→ Work task:
For every line below, set down an identical copy.

═══ Material provided ═══

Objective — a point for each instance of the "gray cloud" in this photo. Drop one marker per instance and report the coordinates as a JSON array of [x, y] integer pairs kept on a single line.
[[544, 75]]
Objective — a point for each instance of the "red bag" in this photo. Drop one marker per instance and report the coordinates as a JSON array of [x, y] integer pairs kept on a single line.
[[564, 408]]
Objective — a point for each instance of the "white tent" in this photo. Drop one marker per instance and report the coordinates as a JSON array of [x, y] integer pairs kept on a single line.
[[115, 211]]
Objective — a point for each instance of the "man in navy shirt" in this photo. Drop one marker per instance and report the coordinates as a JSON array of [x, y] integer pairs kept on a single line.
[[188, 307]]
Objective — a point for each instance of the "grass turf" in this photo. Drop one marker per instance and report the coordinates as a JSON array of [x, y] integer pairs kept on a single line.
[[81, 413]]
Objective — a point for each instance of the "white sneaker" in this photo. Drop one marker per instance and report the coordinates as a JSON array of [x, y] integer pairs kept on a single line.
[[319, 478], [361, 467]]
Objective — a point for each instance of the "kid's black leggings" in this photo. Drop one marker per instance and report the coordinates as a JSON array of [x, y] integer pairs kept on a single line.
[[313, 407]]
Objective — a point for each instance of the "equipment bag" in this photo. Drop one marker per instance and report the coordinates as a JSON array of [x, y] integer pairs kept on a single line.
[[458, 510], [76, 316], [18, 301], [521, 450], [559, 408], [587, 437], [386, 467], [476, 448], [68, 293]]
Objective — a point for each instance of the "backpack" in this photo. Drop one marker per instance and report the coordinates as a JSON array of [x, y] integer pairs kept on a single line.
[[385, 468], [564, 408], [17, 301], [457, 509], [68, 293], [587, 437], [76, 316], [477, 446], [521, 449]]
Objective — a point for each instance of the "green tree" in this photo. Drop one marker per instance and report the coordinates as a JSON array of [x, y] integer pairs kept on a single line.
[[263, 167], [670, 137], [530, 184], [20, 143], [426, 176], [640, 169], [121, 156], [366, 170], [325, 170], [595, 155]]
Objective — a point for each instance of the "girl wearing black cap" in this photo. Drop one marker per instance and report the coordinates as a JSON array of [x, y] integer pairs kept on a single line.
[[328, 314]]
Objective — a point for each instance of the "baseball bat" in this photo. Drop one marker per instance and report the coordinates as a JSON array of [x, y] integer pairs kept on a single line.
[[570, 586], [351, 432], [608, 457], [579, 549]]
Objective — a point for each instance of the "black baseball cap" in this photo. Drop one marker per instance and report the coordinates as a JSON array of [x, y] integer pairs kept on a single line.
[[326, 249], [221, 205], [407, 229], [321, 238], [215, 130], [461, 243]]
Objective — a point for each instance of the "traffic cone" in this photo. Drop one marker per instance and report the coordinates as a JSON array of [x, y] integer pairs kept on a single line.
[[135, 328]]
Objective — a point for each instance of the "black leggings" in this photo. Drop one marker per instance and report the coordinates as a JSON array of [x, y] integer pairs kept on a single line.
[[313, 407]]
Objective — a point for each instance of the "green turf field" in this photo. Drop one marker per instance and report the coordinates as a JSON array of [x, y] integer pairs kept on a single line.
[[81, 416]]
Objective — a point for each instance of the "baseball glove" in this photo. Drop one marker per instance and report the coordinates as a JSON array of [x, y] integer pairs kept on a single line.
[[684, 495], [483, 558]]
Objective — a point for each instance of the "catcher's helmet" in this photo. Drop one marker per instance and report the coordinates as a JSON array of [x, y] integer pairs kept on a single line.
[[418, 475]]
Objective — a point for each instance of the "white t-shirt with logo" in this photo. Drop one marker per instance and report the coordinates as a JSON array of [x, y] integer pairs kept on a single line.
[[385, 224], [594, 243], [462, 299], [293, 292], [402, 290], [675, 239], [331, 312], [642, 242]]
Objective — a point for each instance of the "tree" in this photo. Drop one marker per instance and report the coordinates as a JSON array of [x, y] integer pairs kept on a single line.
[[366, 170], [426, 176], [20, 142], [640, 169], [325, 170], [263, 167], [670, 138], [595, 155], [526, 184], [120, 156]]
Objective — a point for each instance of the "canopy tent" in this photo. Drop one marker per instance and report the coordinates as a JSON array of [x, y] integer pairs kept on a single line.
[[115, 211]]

═══

→ Solution to this exercise:
Objective — a point for each instance of the "gray cloud" in this photo. Drop one marker per instance and report the coordinates as a JSON array of [x, y] integer pairs kept on a single line.
[[544, 75]]
Objective — a point for each instance of the "red bag" in this photo. Drop one marker per instance and report the coordinates as a JSON array of [x, y] integer pairs kept on a single line.
[[564, 408]]
Objective — a point for each instance of the "white tent" in this photo. Drop one marker per instance and report the coordinates as a JSON array of [x, y] integer pairs kept on a single line.
[[115, 211]]
Objective — a point for each instance of the "man in navy shirt" in this photo. Drop one marker per instance and report the coordinates as a JSON array of [x, y] integer pairs kept on a single line.
[[188, 307]]
Objective — a point for each instance of the "grass turf" in this photo. Drop one marker per instance and report the coordinates as a JSON array of [x, y] integer pairs kept on a single line.
[[81, 413]]
Objective — a point for each instance of the "white sneaker" in this photo. Drop one marker per instance and report the coordinates as a JSON array of [x, y] integer pairs kept on a single line.
[[319, 478], [361, 467]]
Objective — a point for each instance of the "kid's black leggings" in this photo. Drop one marker per instance and report the coordinates as a JSON array of [x, y] integer pairs kept on a single line.
[[313, 407]]
Objective — a point for each instance of the "equipment bag" in this photo. Drop one marker per instance and report the coordinates as a JSON array of [x, y] integer pairs kept on a single line.
[[458, 510], [76, 316], [18, 301], [521, 450], [559, 408], [587, 437], [386, 467], [476, 448], [68, 293]]
Objective — a point for each instance of the "backpack" in this photo. Drop one marker per instance and report the coordinates as a JSON array of [x, y] integer pairs kept on a single line.
[[385, 468], [564, 408], [17, 301], [457, 509], [68, 293], [587, 437], [76, 316], [477, 446], [521, 449]]
Objective — a point for each instance of the "green tree" in this photo. Drop one marker per instance and report the coordinates as a JSON array of [x, y] integer pairs kept on a single line.
[[263, 167], [670, 137], [530, 184], [20, 143], [426, 176], [640, 169], [121, 156], [366, 170], [325, 170], [595, 155]]
Objective — a point for each instance of the "girl wearing black cap" in this photo. Drop one marker per instance and report the coordinates as a JSON array of [x, y] integer pairs kept on a single line.
[[328, 314]]
Objective — a point for each instance of the "baseball bat" in this photo. Drop one marker per instance and report the coordinates as a JSON array of [x, y] integer pairs kept on a single line.
[[570, 586], [351, 432], [608, 457], [579, 549]]
Objective — a point for each instance of the "black baseball cap" in this photo. Drop one marker per instance and report the coordinates as a JSON array of [x, y] integer pairs kept on a single line.
[[326, 249], [221, 205], [407, 229], [321, 238], [215, 130], [461, 243]]
Objective — a point for each instance of the "traffic cone" in this photo. Drop one marker per instance and report the coordinates as a JSON array of [x, y] integer pairs kept on a single line.
[[135, 328]]
Objective — a point for each instance of the "black leggings" in this photo. Drop one marker per instance and report the coordinates as a JSON array of [x, y] integer pairs kept on a single line.
[[313, 407]]
Objective — a point for each instance of the "green turf field" in this photo. Drop one marker per instance and report the coordinates as a JSON array of [x, y] integer pairs kept on a single line.
[[81, 416]]
Objective — a point for each instance of the "baseball glove" in this photo. Drop one marker per instance and report the coordinates as a JSON array of [x, y] integer pairs kept on a single line.
[[684, 495], [483, 558]]
Objective — a point for each instance of the "catcher's helmet" in this photo. Drop one marker per instance and report the coordinates as a JSON array of [x, y] integer pairs kept on a single line.
[[418, 475]]
Objective — a point for each instance of the "white t-shirt with logo" in this photo. Drop one marker per instance and report the coordinates as a JSON array of [x, y] integer pairs kept on a single line.
[[385, 224], [594, 243], [462, 299], [293, 292], [402, 290], [675, 239], [331, 312], [642, 242]]
Objective — a point for each instance of the "tree" in this photo. Drop one marker per instance and report the coordinates as a JSON array of [x, y] integer pairs kept on a single line.
[[366, 170], [426, 176], [20, 142], [640, 169], [325, 170], [263, 167], [670, 138], [595, 155], [526, 184], [120, 156]]
Objective — a point for each instance of the "canopy tent" in this photo. Drop one marker per instance and report the coordinates as a JSON array of [x, y] integer pairs kept on a single line.
[[115, 211]]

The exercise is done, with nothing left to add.